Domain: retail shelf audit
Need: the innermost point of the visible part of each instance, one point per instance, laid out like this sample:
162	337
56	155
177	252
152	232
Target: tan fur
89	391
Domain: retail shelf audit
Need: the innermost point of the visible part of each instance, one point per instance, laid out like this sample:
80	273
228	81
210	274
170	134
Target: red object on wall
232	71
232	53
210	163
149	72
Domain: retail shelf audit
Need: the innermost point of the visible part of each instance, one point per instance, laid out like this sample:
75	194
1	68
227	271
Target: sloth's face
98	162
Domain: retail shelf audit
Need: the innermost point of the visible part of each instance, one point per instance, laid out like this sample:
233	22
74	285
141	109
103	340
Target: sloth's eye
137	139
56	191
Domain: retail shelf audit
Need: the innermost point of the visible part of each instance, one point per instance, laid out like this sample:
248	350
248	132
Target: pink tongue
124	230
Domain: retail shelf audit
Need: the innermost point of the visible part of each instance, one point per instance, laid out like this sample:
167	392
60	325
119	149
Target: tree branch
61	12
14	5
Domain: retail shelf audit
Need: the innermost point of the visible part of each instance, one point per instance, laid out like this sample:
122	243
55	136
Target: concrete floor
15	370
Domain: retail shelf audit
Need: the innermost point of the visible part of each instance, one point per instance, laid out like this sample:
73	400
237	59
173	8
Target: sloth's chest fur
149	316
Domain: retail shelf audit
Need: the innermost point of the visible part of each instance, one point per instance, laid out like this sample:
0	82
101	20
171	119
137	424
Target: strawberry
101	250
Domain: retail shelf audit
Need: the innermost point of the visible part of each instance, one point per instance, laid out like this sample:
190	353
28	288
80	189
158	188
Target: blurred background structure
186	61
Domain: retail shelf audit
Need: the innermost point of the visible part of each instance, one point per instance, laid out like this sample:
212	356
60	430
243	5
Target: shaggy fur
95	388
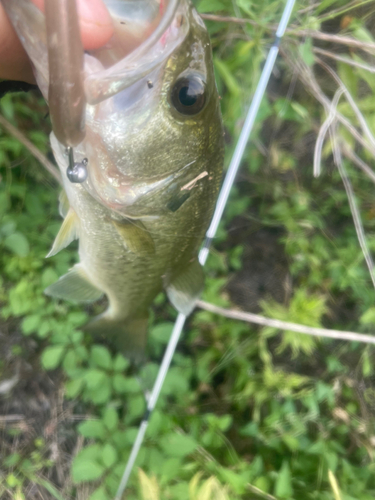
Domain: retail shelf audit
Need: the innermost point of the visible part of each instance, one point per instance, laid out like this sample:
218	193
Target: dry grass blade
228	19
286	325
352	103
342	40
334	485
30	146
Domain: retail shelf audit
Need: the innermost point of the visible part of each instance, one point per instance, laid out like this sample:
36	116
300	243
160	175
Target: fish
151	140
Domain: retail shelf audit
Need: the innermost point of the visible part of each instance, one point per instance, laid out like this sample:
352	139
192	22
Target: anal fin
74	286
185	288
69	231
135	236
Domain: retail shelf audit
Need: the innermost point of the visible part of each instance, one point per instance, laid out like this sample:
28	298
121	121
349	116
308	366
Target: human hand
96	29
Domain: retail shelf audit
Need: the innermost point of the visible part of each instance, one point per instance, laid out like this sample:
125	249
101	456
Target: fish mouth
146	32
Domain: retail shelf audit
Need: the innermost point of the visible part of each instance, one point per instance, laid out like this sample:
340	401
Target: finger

---

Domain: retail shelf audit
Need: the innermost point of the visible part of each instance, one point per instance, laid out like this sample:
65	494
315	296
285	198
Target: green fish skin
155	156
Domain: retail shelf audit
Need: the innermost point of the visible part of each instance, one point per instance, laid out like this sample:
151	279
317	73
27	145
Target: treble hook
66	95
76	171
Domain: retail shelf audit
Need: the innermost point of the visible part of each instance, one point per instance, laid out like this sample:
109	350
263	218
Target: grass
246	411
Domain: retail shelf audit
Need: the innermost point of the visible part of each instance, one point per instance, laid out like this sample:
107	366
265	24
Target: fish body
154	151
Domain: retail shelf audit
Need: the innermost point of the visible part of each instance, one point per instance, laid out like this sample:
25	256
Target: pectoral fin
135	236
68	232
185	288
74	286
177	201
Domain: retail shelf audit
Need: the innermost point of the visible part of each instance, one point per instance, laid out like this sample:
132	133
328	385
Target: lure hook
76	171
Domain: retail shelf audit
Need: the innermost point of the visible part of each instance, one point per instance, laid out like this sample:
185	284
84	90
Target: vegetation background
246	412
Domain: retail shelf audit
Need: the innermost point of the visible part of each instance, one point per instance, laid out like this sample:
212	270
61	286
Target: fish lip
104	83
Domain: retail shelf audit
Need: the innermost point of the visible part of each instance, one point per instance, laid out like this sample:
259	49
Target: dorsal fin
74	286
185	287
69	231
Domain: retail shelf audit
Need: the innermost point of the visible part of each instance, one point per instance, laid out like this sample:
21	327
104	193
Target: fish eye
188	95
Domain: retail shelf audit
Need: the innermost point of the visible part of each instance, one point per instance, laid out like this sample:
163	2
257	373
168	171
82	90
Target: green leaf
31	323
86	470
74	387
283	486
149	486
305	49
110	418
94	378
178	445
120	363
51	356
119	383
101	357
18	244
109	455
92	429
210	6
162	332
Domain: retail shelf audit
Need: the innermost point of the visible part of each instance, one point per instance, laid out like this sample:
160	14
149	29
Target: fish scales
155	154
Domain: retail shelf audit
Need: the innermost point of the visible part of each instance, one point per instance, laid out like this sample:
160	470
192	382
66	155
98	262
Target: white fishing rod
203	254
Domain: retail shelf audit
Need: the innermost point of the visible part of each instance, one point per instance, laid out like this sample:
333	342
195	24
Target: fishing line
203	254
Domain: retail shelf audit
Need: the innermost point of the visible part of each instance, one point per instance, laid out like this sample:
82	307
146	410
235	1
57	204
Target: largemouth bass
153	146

* * *

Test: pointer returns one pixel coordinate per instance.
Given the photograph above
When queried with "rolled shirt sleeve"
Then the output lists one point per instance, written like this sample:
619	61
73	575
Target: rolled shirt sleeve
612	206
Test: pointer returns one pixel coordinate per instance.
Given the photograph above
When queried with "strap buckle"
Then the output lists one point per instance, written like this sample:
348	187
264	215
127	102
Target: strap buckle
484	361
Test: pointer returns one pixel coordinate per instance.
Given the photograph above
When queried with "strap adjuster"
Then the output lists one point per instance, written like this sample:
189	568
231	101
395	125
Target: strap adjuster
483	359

## What is being asked
Scan the records above for the string "When", and copy every line where it turns up.

## Written reply
When queried with "rolled shirt sleeve"
When queried with "strap buckle"
When queried with "strap adjuster"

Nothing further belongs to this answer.